**Problem description**
Render every item below as a two-column CSV headed item_text and answer, with one row per item. Put each item's text and its answer in separate quoted fields, replacing line breaks with spaces.

**Dataset excerpts**

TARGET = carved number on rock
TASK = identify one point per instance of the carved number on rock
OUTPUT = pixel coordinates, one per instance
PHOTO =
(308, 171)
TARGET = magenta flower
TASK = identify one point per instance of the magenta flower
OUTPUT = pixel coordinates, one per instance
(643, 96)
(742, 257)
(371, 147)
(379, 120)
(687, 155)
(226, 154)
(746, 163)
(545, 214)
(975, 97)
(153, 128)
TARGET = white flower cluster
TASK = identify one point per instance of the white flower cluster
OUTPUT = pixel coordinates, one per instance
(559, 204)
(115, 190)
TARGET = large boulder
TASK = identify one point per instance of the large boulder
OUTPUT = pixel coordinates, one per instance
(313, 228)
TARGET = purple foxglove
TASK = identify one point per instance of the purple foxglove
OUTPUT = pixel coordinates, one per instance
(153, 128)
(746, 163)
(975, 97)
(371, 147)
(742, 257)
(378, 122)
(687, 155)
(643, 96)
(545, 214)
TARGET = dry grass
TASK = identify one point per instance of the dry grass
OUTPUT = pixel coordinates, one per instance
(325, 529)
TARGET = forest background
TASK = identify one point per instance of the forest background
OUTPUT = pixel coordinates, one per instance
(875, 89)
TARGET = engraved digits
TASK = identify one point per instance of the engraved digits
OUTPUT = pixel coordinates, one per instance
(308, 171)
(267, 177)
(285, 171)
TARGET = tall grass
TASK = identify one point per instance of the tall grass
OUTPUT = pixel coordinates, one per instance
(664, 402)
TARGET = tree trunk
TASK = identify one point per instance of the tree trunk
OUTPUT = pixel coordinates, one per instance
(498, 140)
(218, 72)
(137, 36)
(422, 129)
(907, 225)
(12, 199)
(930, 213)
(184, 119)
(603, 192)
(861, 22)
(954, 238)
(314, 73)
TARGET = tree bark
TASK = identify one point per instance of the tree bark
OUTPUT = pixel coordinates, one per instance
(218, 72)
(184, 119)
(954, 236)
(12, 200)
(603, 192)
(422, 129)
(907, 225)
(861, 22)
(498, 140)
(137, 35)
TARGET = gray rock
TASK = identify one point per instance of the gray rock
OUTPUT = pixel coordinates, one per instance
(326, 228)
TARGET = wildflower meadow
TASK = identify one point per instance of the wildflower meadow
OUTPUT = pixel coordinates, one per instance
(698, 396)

**Correct output**
item_text,answer
"TARGET = carved number on rock TASK = identify one point per instance of the carved number on rock OUTPUT = pixel coordinates, one per instance PHOTO =","(308, 171)"
"TARGET = magenta flower TASK = identify one point per instance of the magenta flower OUTPUT = pixel coordinates, one per instance","(643, 96) (742, 257) (371, 147) (379, 120) (687, 155) (226, 154) (746, 163) (545, 214) (975, 97) (153, 128)"
"TARGET = white flower cluster TASK = identify one point per instance of the white flower cluster OUTPUT = pixel coordinates, one per instance","(559, 204) (115, 190)"
"TARGET = large boulder TASK = identify one point per instance of the large boulder OUTPUT = pixel coordinates, one per instance","(313, 228)"
"TARGET = purple foxglove TASK = identify one point per instance of the purple foxglove OUTPUT = pixel coordinates, one per instance","(153, 128) (746, 163) (975, 97) (371, 147) (742, 257) (378, 122) (687, 155) (643, 96) (545, 214)"
"TARGET = dry grass TASK = identify one point per instance of the dry grass OUTPUT = pixel coordinates, one per instance","(325, 529)"
"TARGET = forest background TASK = identify one point per instance of the forest background OUTPUT = pixel coordinates, one per instance","(875, 89)"
"TARGET = engraved digits TASK = identify one point per instance of the engraved digits OUTPUT = pixel coordinates, one per instance","(308, 171) (267, 177) (285, 171)"
"TARGET = tall grass TASK = identify one point per instance of the tall grass OUTPUT = pixel coordinates, one per instance","(664, 402)"
"TARGET = tree trunk TASK = identify one point per instance of the tree trunk OUTPUT = pixel coordinates, one per instance","(498, 140) (218, 72) (137, 36) (422, 129) (907, 225) (12, 199) (930, 213) (184, 119) (603, 192) (861, 22) (954, 238) (314, 73)"
"TARGET = tree bark TASK = identify one point per instance of the tree bark OUTPUT = pixel coordinates, one per instance","(218, 72) (184, 119) (954, 236) (12, 200) (603, 192) (422, 129) (907, 225) (861, 22) (498, 140) (137, 35)"
"TARGET = gray rock TASK = identify one point per instance of the gray rock OUTPUT = pixel coordinates, one per instance","(326, 228)"
"TARGET = wildflower meadow TASK = identify one point per instance of the wildflower meadow OUTPUT = pixel coordinates, one per instance","(698, 396)"